[Photo-based referring expression data]
═══
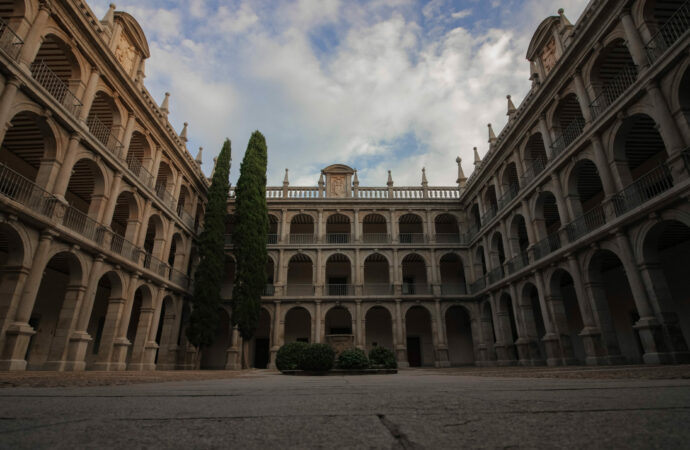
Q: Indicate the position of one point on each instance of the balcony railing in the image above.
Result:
(412, 238)
(586, 223)
(339, 289)
(447, 238)
(674, 28)
(549, 244)
(453, 289)
(517, 263)
(337, 238)
(648, 186)
(56, 87)
(301, 238)
(376, 238)
(613, 89)
(377, 289)
(136, 166)
(104, 134)
(567, 136)
(9, 41)
(415, 289)
(300, 290)
(534, 168)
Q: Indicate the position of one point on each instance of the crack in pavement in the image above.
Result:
(400, 438)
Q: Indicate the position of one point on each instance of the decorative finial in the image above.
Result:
(511, 108)
(492, 135)
(165, 106)
(183, 134)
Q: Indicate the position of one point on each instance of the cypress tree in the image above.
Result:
(249, 237)
(208, 277)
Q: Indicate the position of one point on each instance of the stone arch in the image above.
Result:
(378, 328)
(53, 309)
(638, 148)
(419, 336)
(452, 271)
(459, 336)
(28, 141)
(298, 325)
(376, 273)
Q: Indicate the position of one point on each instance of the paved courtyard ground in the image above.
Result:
(455, 408)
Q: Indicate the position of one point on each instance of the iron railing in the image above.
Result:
(412, 238)
(56, 87)
(301, 238)
(648, 186)
(415, 289)
(337, 289)
(586, 223)
(376, 238)
(104, 135)
(674, 28)
(613, 89)
(337, 238)
(9, 41)
(377, 289)
(568, 135)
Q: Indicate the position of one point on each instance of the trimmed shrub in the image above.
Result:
(381, 356)
(353, 359)
(289, 356)
(318, 358)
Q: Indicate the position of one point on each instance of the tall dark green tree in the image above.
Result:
(249, 238)
(208, 277)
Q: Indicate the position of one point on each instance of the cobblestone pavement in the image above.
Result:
(450, 408)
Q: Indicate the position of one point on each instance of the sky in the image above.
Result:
(374, 84)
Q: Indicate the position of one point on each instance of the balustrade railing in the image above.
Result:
(301, 238)
(586, 223)
(9, 41)
(56, 87)
(613, 89)
(674, 28)
(415, 289)
(568, 135)
(339, 289)
(104, 134)
(377, 289)
(412, 238)
(337, 238)
(376, 238)
(300, 290)
(648, 186)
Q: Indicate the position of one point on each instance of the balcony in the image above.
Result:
(675, 28)
(377, 289)
(55, 87)
(10, 43)
(412, 238)
(338, 238)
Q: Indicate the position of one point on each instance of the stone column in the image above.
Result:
(19, 332)
(68, 160)
(633, 40)
(89, 94)
(9, 93)
(401, 347)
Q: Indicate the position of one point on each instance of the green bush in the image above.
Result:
(289, 356)
(353, 359)
(381, 356)
(318, 358)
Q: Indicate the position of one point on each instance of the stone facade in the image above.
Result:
(568, 244)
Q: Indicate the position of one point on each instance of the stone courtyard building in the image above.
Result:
(568, 244)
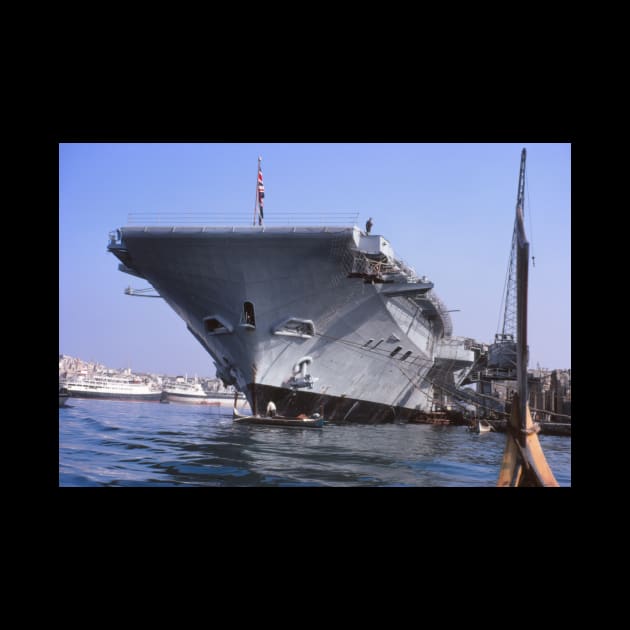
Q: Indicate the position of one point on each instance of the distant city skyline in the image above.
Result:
(447, 210)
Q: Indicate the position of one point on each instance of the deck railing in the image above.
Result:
═══
• _ACTIVITY_
Look through the entries above and report each line where the string "tree" occurs.

• _RESPONSE AREA_
Q: Indicate the position of one point on each instance of the cypress tree in the image above.
Q: Indicate the position of one point on each instance of the tall dark green tree in the image above.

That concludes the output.